• [To do]
All lines in the records below that hold "background" are to be shown.

►

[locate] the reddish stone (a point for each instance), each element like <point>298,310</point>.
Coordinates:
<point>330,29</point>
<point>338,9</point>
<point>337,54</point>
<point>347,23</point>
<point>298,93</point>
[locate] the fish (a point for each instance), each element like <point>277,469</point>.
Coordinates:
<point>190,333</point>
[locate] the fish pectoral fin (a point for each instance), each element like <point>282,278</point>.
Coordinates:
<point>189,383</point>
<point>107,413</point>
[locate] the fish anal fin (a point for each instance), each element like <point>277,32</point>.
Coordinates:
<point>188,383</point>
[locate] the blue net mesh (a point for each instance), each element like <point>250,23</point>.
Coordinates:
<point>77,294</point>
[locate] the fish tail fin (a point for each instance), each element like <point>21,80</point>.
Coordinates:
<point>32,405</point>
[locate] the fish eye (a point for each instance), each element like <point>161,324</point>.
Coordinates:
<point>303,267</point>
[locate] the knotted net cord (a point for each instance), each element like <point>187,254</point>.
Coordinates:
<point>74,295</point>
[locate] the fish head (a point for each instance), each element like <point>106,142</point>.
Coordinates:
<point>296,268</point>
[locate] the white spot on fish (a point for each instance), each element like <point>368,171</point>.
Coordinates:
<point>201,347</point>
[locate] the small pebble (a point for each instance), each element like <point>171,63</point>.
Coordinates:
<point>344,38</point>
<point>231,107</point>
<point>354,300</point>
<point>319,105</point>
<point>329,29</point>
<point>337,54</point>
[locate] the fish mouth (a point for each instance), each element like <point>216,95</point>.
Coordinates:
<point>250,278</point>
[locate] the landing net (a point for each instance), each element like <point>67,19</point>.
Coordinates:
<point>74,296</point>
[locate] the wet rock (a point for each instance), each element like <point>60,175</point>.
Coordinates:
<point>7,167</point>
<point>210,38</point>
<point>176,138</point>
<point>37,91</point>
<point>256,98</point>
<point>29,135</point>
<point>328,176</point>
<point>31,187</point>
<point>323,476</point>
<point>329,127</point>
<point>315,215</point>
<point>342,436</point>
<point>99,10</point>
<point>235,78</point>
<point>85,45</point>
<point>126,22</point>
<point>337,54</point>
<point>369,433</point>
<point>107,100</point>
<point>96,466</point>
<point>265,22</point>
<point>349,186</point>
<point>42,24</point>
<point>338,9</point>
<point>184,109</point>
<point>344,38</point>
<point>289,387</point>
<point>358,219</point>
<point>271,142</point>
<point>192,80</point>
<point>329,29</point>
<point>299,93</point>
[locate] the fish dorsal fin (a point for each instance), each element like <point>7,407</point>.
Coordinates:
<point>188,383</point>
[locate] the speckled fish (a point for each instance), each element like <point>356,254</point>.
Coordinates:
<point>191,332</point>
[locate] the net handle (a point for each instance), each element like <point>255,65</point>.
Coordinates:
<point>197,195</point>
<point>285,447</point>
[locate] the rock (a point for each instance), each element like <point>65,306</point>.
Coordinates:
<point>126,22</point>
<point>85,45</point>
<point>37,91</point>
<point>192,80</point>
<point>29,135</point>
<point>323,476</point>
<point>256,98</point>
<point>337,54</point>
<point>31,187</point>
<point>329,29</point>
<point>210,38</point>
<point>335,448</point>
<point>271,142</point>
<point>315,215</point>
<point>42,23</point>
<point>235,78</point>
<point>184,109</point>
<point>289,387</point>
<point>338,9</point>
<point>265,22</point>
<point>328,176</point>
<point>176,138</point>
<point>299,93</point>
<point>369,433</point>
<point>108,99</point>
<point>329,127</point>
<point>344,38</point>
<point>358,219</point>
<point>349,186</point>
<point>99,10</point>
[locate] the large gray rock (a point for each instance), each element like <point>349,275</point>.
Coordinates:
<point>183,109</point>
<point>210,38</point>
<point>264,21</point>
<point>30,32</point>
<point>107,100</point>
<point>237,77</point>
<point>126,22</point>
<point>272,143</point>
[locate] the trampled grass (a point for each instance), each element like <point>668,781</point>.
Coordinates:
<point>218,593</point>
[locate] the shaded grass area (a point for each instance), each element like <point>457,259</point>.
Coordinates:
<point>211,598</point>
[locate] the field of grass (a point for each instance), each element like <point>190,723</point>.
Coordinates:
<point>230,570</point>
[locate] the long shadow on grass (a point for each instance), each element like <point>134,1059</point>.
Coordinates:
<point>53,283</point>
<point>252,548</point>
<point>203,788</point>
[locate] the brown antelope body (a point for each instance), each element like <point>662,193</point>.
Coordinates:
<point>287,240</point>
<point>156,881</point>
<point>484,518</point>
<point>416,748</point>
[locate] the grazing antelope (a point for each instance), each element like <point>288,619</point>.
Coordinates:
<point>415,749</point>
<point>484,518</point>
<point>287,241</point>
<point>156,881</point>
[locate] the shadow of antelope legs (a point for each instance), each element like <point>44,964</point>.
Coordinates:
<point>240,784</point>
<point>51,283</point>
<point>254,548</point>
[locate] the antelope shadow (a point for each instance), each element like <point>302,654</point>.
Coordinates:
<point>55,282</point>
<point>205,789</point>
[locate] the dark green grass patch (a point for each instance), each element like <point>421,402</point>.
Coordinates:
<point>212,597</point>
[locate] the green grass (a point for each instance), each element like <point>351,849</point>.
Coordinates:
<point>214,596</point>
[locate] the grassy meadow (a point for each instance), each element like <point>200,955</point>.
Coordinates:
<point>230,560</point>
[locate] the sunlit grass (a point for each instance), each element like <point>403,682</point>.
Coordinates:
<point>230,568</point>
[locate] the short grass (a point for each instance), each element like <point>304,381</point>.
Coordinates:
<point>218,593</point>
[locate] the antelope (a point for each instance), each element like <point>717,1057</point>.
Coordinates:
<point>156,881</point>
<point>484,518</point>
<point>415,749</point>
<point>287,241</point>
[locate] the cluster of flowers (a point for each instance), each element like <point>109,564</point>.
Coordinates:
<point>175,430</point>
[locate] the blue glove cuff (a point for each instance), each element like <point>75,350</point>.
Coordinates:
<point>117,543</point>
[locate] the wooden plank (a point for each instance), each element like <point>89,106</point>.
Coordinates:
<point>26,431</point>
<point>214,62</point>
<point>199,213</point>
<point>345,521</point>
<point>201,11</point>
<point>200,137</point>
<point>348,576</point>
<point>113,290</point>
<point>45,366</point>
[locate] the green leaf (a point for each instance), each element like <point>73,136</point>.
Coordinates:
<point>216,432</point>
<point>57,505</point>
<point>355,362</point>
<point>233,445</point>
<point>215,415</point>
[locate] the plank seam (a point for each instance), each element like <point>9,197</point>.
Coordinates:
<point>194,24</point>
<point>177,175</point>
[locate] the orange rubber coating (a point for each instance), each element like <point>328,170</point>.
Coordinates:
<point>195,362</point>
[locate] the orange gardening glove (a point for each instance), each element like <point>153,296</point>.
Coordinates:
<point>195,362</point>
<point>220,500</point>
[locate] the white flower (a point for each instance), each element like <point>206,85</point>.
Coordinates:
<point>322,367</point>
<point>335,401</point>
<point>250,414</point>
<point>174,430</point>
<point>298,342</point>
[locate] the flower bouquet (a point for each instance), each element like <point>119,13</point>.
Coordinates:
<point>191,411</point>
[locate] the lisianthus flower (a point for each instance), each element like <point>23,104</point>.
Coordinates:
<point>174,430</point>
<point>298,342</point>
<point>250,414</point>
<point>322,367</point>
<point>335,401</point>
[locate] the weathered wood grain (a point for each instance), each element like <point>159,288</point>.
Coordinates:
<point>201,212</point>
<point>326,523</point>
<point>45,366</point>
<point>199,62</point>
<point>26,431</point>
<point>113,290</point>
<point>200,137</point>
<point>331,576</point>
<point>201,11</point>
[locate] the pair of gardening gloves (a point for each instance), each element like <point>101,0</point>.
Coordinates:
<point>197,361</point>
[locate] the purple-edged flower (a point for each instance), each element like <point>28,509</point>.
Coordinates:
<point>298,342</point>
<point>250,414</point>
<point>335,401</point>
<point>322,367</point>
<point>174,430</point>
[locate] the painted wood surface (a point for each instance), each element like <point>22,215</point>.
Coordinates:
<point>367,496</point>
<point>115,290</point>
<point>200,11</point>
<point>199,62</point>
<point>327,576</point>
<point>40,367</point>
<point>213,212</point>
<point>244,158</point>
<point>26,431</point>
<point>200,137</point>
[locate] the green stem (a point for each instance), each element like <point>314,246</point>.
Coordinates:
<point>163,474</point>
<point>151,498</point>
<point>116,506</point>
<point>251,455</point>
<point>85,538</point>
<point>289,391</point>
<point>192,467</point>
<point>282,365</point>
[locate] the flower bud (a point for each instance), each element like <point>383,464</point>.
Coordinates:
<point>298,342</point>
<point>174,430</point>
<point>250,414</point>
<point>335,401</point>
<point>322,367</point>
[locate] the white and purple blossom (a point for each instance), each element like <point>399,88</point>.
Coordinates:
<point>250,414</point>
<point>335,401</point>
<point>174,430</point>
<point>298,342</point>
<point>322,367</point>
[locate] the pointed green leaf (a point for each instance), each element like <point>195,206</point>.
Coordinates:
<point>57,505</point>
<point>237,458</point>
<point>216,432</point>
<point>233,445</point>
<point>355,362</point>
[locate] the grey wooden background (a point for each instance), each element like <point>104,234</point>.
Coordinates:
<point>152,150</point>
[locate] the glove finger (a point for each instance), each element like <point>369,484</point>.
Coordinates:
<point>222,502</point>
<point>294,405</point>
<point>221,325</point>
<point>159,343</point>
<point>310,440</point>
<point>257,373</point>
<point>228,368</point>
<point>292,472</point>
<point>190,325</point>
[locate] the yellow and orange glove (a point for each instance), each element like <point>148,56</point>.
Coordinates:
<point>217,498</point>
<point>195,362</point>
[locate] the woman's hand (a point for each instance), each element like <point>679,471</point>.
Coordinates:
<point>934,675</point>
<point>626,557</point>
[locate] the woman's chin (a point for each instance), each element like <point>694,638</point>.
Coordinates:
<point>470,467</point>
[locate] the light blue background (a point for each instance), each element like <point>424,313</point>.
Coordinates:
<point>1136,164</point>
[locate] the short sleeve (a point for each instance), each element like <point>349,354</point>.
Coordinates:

◄

• [Exercise result]
[locate] the grey wooden background (a point for each instance), each element like <point>104,234</point>.
[locate] the light blue background (a point for each instance), each element like <point>424,313</point>.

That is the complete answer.